[Point placement records]

####################

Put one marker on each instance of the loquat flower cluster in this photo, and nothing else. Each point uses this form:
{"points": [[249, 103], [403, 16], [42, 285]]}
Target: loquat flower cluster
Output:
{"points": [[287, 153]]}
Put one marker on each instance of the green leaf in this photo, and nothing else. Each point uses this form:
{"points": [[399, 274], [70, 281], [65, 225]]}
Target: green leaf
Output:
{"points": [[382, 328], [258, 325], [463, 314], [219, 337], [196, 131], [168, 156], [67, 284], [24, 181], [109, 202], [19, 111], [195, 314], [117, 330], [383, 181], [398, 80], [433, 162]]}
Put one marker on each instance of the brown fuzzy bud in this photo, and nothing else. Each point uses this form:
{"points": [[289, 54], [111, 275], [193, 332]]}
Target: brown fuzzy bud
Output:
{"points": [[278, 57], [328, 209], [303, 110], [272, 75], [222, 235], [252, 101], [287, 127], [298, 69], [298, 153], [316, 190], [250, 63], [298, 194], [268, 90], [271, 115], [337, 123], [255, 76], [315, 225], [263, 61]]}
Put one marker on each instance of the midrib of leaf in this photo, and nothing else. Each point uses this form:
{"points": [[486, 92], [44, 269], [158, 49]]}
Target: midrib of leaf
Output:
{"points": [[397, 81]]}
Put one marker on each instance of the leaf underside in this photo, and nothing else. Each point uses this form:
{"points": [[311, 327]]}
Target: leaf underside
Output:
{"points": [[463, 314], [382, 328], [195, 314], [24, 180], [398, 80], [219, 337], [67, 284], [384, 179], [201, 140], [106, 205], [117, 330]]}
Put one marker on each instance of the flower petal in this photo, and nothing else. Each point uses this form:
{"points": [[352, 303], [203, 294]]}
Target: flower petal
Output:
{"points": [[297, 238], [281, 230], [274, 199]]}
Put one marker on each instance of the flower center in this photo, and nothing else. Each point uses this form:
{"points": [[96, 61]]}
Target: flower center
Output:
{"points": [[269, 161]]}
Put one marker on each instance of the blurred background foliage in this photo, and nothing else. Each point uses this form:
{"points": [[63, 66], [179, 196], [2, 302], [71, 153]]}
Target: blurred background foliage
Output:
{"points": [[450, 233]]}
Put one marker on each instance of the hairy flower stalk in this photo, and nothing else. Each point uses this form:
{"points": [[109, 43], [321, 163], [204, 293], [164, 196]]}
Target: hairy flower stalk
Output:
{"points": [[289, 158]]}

####################

* Exercise goal: Rewrite all of the records above, substituting "dot" for every occurrence of "marker" and leaving everything else unchanged.

* Final result:
Put one dot on each instance of the loquat flower cluster in this photo, and nothing else. Each point uses this form:
{"points": [[249, 103], [403, 16], [42, 285]]}
Target: loquat flower cluster
Output:
{"points": [[287, 153]]}
Put one dot on each instance of the green leaf in this photo, and nothing else. Each point uses this form:
{"points": [[399, 274], [70, 281], [65, 225]]}
Target: green leaf
Output:
{"points": [[382, 328], [258, 325], [463, 314], [219, 337], [196, 131], [168, 156], [67, 284], [24, 181], [109, 202], [19, 111], [195, 314], [117, 330], [383, 181], [398, 80], [433, 162]]}
Put one dot on each instance of the brown fuzzy bud in this photo, and nothing else. Each point uses this form:
{"points": [[289, 54], [111, 275], [193, 332]]}
Target: brown fuzzy bud
Output:
{"points": [[278, 57], [328, 209], [303, 110], [272, 75], [222, 235], [252, 101], [287, 127], [298, 69], [298, 153], [316, 190], [250, 63], [298, 194], [268, 90], [271, 115], [337, 123], [255, 76], [315, 225], [263, 61]]}
Put one dot on each instance of the midrib of leaf in this photo, and nothing else. Each point uses this form:
{"points": [[486, 92], [44, 269], [158, 49]]}
Target: midrib of leaf
Output:
{"points": [[397, 81]]}
Put one dot on each instance of the leaf underside in this photo, and nothing else. Each point uses this form:
{"points": [[311, 327]]}
Target: leaf underside
Output:
{"points": [[463, 314], [382, 328], [195, 314], [24, 180], [398, 80], [219, 337], [67, 284], [384, 179], [201, 140], [106, 205], [117, 330]]}
Put one dot on each instance of the flower petal in this photo, and nothing else. Each point uses this form:
{"points": [[352, 303], [203, 294]]}
Target: flower petal
Output:
{"points": [[297, 238], [281, 230], [274, 199]]}
Put one dot on each instance of the flower center in this photo, and nothing else. Each point uses this form:
{"points": [[96, 61]]}
Target: flower center
Output:
{"points": [[269, 161]]}
Put one dot on each instance of the blurred background foliage in this photo, and nothing else. Each point uses this form:
{"points": [[63, 66], [179, 196], [2, 302], [71, 153]]}
Target: blurred background foliage
Output:
{"points": [[450, 233]]}
Put one dot on each instance of the hairy flower stalk in this photo, and nothing else. Each point uses this form:
{"points": [[109, 43], [321, 163], [204, 293], [164, 196]]}
Target: hairy flower stalk
Output:
{"points": [[289, 158]]}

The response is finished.